_PROBLEM DESCRIPTION_:
Going through the data below, please show each line containing the string "between".

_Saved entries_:
------------------------------------------------
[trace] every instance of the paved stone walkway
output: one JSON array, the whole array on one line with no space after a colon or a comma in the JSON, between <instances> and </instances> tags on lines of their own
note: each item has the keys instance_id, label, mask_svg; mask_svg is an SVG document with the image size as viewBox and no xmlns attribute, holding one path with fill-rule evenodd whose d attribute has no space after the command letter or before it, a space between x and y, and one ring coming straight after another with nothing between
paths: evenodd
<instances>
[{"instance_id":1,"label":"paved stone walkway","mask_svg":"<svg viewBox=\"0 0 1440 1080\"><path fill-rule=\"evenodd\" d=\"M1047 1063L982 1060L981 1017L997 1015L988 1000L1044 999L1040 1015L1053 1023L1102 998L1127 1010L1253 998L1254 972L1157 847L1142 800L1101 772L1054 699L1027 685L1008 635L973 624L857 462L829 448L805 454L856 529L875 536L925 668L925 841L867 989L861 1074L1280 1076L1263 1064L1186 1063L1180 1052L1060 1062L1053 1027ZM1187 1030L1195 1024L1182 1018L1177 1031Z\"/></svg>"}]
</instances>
------------------------------------------------
_TASK RESPONSE_:
output: one JSON array, the whole array on one line with no space after a colon or a comma in the JSON, between <instances> and </instances> tags on lines of their own
note: each item has the keys instance_id, label, mask_svg; mask_svg is an SVG document with the image size as viewBox and no xmlns attribute, holding one path with fill-rule evenodd whose d attribute has no space after the command letter or before it, a space between x and y, and one ring coming straight after another with nothing between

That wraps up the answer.